▼

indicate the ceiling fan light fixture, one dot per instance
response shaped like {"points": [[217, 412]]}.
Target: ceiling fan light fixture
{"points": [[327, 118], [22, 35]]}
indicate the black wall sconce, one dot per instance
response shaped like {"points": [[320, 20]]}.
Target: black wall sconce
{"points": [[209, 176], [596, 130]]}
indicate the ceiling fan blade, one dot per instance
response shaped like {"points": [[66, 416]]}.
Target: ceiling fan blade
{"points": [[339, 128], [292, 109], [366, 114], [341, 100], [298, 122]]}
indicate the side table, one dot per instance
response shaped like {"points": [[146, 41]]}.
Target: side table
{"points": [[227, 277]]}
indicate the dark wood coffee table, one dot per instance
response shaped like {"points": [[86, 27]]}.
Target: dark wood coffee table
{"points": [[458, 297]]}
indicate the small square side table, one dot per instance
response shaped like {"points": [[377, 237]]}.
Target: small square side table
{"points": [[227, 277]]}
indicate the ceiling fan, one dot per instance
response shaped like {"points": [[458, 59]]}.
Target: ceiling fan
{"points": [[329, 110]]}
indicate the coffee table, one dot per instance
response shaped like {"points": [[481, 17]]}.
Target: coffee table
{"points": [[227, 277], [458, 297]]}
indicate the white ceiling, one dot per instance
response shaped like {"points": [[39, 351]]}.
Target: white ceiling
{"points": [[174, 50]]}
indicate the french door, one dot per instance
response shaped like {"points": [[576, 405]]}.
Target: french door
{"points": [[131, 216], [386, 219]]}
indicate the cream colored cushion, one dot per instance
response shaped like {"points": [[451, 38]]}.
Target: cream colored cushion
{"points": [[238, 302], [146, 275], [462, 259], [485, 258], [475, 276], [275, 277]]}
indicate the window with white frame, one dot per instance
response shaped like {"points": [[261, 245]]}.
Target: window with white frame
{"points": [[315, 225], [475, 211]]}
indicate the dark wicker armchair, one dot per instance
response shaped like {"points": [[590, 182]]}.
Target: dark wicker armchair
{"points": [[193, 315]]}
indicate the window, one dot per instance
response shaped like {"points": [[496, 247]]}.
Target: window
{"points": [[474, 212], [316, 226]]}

▲

Task objective - Return every one of the records above verbatim, with no line altered.

Task output -
indicate the ceiling fan light fixture, one dot per instance
response shaped like {"points": [[217, 412]]}.
Target: ceiling fan light fixture
{"points": [[327, 118], [22, 35]]}
indicate the black wall sconce, one dot per instance
response shaped like {"points": [[320, 20]]}.
Target: black wall sconce
{"points": [[209, 176], [596, 130]]}
indicate the ceiling fan blade, one dot per instance
response shaped like {"points": [[66, 416]]}.
Target: ceiling fan blade
{"points": [[339, 128], [292, 109], [366, 114], [341, 100], [298, 122]]}
indicate the side table, one dot per instance
response shaped like {"points": [[146, 41]]}.
Target: side table
{"points": [[227, 277]]}
indicate the dark wood coffee table, one dot per instance
response shaped like {"points": [[86, 27]]}.
Target: dark wood coffee table
{"points": [[458, 297]]}
indicate the small square side table, one dot per instance
response shaped like {"points": [[377, 237]]}.
Target: small square side table
{"points": [[227, 277]]}
indicate the ceiling fan, one dot per instance
response shaped like {"points": [[458, 59]]}.
Target: ceiling fan
{"points": [[329, 110]]}
indicate the coffee table, one dot per instance
response shaped like {"points": [[481, 17]]}.
Target: coffee table
{"points": [[227, 277], [458, 297]]}
indicate the white ceiling, one dot per instance
response shaped like {"points": [[39, 351]]}.
Target: white ceiling
{"points": [[174, 50]]}
indicate the french door, one dot per instance
response shaped like {"points": [[576, 405]]}.
Target: french door
{"points": [[131, 216], [386, 219]]}
indicate the cream colored cushion, one dot per instance
response shaped like {"points": [[451, 38]]}.
Target: cream colored cushion
{"points": [[238, 302], [146, 275], [462, 259], [485, 258], [475, 276], [275, 277]]}
indicate the window with white frame, one dot per instance
response shaped like {"points": [[261, 245]]}.
Target: window with white frame
{"points": [[315, 225], [475, 211]]}
indicate the dark wicker armchair, one dot per instance
response shaped like {"points": [[590, 182]]}.
Target: dark wicker armchair
{"points": [[193, 315]]}
indicate the window, one dot per instance
response shaped like {"points": [[496, 247]]}.
Target: window
{"points": [[474, 212], [316, 226]]}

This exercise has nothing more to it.